§ DIRECTIONS FOR THIS TASK:
Return the line that has "Annotation guideline: for each instance of the small" and all lines below it through the last, exactly as they stand; omit pictures.

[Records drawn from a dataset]
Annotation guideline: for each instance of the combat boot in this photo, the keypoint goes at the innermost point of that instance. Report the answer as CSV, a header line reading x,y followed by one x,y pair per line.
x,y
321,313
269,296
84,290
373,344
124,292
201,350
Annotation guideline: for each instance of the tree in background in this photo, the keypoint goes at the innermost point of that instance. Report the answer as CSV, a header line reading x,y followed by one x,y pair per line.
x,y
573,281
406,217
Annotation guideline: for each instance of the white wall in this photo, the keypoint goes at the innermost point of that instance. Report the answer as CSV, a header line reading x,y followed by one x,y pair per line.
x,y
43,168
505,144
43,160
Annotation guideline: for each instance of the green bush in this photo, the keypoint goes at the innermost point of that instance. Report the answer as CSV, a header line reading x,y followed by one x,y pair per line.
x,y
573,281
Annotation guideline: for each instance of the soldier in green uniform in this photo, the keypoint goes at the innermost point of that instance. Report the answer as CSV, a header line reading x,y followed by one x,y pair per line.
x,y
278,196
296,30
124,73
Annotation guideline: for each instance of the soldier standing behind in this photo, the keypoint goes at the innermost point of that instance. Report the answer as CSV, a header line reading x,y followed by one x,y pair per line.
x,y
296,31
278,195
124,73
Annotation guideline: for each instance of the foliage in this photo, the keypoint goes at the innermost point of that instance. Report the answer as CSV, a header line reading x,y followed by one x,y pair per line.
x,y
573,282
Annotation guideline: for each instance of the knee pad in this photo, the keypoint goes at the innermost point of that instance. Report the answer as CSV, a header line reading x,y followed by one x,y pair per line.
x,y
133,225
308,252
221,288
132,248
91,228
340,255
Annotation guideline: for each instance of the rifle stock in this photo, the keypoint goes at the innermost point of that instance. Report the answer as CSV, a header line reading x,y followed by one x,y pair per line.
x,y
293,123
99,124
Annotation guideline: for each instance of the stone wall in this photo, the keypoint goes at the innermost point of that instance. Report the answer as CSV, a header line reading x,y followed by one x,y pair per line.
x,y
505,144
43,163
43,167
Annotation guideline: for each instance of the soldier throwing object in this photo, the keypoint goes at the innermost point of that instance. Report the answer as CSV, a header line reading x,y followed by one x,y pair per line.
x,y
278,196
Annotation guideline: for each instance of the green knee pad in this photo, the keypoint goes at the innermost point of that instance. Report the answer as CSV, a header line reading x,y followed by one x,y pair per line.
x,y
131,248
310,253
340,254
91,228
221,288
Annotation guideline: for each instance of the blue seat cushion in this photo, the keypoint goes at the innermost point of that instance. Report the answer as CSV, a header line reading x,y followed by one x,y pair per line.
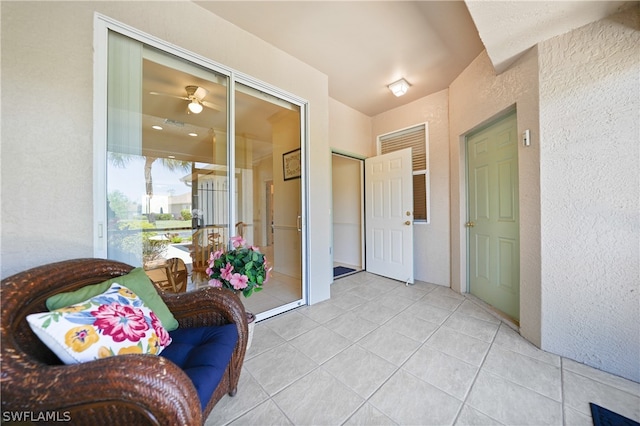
x,y
203,353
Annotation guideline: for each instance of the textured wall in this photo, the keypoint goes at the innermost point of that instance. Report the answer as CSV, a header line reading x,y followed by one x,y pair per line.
x,y
590,127
349,130
47,123
431,241
478,96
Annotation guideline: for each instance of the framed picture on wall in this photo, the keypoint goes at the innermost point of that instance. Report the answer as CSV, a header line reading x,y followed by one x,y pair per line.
x,y
291,164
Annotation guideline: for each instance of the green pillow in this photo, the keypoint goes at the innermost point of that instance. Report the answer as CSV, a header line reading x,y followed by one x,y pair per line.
x,y
136,281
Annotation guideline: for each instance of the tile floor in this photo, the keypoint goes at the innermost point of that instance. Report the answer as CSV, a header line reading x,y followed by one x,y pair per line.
x,y
381,353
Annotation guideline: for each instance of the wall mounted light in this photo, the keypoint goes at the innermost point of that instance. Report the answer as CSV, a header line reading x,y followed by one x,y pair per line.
x,y
195,106
399,87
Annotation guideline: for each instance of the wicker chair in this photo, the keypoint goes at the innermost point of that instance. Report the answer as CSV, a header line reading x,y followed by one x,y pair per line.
x,y
124,389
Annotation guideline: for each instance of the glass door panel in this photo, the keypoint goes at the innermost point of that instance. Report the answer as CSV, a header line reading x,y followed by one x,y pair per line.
x,y
268,191
167,168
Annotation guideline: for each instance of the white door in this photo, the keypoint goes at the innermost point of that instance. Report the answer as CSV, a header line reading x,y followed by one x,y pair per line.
x,y
389,215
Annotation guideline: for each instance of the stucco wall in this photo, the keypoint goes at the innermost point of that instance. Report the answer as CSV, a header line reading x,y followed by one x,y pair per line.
x,y
349,131
431,241
477,96
590,178
47,124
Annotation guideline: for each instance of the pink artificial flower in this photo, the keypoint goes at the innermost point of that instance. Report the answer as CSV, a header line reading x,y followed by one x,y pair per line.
x,y
225,273
121,322
163,335
215,283
237,241
239,281
215,255
267,275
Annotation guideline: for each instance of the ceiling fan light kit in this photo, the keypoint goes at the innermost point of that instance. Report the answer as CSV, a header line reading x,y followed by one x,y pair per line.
x,y
195,106
195,96
399,87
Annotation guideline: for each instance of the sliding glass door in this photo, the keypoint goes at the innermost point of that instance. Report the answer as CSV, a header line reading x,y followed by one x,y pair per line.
x,y
268,190
194,157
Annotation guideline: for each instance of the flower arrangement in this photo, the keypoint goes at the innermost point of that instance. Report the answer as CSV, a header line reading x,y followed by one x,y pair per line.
x,y
241,269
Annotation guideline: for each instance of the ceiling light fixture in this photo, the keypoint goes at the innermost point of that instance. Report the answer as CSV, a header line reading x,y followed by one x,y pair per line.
x,y
195,106
400,87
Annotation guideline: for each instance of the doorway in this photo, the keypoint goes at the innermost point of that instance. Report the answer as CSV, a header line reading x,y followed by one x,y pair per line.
x,y
348,236
493,243
190,149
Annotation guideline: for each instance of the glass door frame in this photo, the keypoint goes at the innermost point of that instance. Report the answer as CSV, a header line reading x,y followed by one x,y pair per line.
x,y
102,26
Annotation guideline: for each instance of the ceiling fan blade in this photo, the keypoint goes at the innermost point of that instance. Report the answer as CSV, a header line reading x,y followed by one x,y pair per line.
x,y
211,105
170,96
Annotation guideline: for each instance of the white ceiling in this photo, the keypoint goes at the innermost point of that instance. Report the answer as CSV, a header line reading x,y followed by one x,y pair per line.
x,y
362,46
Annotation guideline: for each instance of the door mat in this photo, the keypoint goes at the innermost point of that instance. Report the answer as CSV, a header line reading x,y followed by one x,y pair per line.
x,y
603,417
341,270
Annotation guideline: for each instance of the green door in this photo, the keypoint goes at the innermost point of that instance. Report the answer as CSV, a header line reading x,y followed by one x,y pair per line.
x,y
493,224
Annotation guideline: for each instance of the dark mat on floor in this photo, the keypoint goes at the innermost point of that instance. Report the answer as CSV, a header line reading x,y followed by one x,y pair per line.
x,y
341,270
603,417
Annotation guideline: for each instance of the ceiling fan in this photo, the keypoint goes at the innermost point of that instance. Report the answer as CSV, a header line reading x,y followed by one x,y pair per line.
x,y
195,96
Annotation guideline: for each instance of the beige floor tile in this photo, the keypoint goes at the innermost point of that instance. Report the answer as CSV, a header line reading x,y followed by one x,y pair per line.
x,y
412,327
441,301
351,326
369,416
511,340
471,326
318,399
290,324
407,400
250,394
471,417
375,312
279,367
442,371
382,353
512,404
348,300
461,346
360,370
388,344
320,344
528,372
266,413
263,339
322,312
470,309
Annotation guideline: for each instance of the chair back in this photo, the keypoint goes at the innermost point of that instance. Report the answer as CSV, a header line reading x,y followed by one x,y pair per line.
x,y
26,293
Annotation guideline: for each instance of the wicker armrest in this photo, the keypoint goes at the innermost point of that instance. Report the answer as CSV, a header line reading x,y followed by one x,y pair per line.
x,y
211,306
124,389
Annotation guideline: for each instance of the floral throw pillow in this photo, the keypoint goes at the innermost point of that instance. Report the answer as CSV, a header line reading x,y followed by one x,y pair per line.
x,y
115,322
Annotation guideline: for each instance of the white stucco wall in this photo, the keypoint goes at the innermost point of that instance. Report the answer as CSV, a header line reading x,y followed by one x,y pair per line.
x,y
431,240
349,131
47,124
590,179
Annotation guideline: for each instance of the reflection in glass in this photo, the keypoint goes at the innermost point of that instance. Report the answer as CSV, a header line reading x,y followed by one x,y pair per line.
x,y
168,183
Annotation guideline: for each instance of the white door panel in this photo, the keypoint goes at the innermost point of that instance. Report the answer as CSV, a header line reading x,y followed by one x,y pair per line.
x,y
389,215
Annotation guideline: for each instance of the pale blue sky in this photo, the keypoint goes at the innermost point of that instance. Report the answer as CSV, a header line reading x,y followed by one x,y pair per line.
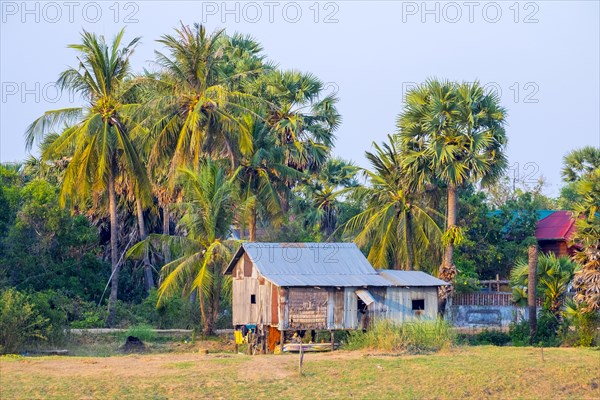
x,y
542,55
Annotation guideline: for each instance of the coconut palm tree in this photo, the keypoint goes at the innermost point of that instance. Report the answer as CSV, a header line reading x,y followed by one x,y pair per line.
x,y
97,135
203,248
198,97
454,133
397,223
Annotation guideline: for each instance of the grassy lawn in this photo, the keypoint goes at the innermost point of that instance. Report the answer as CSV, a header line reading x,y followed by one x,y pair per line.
x,y
464,372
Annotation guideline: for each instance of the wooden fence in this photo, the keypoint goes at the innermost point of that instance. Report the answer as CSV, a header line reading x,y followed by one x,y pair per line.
x,y
485,299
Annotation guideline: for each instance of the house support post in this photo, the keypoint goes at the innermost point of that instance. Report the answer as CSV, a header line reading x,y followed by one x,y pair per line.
x,y
331,333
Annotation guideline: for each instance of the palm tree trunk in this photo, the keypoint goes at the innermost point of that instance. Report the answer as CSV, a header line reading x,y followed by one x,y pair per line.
x,y
448,270
203,314
252,223
148,278
114,256
531,289
410,251
166,231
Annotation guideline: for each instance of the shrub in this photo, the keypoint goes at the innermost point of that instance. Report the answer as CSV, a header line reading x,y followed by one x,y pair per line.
x,y
21,323
412,337
585,325
546,335
496,338
143,332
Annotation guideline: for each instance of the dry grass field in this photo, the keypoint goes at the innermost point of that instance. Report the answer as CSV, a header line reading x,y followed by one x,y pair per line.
x,y
463,372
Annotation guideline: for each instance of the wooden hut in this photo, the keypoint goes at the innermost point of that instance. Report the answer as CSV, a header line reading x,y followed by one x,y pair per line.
x,y
279,287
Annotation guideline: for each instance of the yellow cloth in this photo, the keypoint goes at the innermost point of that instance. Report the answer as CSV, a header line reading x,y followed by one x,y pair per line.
x,y
239,339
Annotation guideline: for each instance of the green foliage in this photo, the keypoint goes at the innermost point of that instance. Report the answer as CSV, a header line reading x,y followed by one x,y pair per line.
x,y
21,322
144,332
547,334
411,337
494,337
582,327
554,275
493,238
47,248
467,278
399,225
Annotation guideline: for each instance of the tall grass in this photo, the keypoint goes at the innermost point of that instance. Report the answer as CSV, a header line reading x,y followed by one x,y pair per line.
x,y
411,337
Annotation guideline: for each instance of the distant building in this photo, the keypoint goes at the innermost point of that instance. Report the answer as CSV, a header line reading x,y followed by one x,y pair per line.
x,y
280,287
554,230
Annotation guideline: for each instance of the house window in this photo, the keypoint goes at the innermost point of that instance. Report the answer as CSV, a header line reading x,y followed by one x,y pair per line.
x,y
418,305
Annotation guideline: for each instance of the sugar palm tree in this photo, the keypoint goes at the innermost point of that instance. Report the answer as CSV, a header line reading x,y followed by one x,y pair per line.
x,y
209,198
397,223
580,162
454,133
97,135
302,118
322,192
587,238
554,275
262,175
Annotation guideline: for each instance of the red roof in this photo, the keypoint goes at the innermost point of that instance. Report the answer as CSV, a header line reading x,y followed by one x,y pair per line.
x,y
557,226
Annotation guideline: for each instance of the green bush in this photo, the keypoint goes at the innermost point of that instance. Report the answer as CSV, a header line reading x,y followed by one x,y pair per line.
x,y
144,332
585,327
412,337
21,323
547,334
496,338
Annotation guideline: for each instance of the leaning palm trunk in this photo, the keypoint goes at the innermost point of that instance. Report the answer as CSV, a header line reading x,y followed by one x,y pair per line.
x,y
114,233
531,289
166,231
148,278
448,269
410,251
252,223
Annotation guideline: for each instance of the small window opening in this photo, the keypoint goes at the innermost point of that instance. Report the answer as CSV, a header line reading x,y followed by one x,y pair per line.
x,y
418,305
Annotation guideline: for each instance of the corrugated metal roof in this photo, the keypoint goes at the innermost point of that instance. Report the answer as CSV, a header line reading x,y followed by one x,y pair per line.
x,y
311,264
365,296
411,278
557,226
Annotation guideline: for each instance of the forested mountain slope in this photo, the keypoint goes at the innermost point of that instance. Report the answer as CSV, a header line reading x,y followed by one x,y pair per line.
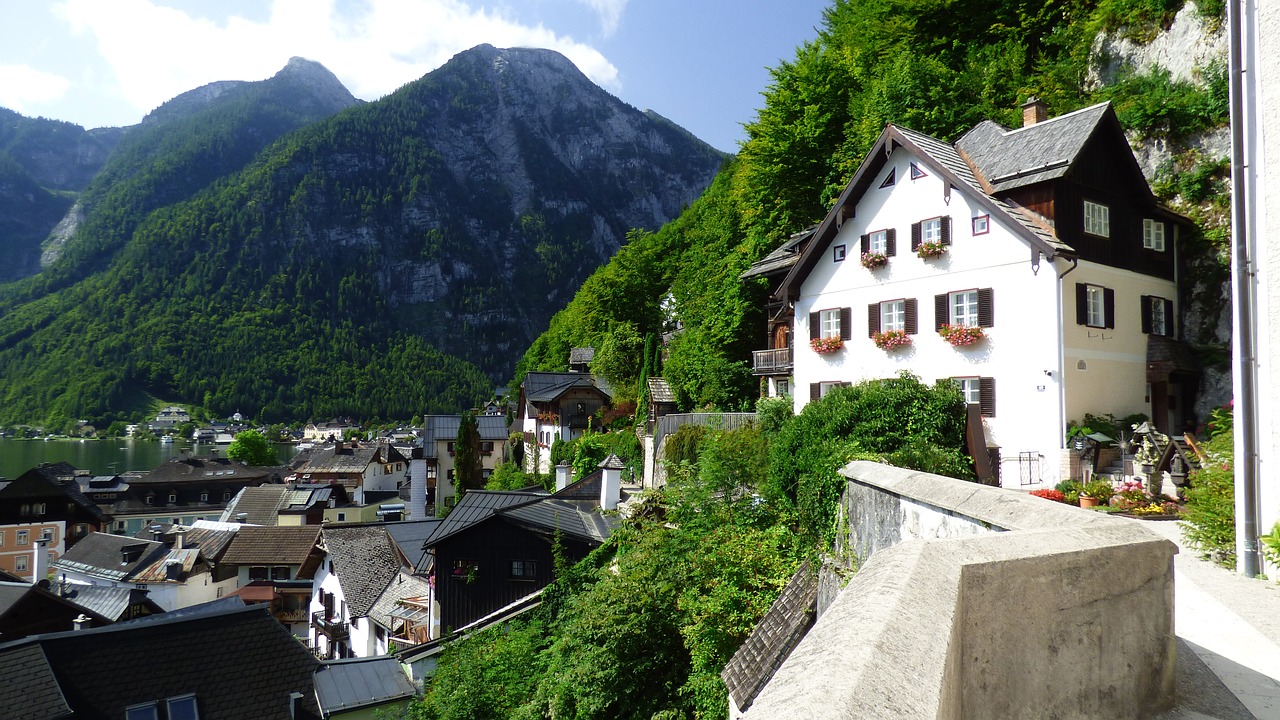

§ EXPECTED ANSWER:
Annotation guideline: for each instance of the small window opening in this photo, the keypoint goes at the innermost point of that instance. Report the answer as CSV, a header line reading x,y followed by one x,y pair per line.
x,y
418,305
Annotation guideline: for each instance of the corrugated metal roof in this photo, the keypoint goes at the innermost point of that instance. Report the answer as CSV, a header line reading x,y followed by one x,y pair per line.
x,y
311,264
365,296
411,278
557,226
Annotation guideline: for each instance of the forested mountain slope in this photo, the keypoint goes at the innermost point of that instance. Report the answer as CSV, a header line reading x,y followed by one x,y pair per line.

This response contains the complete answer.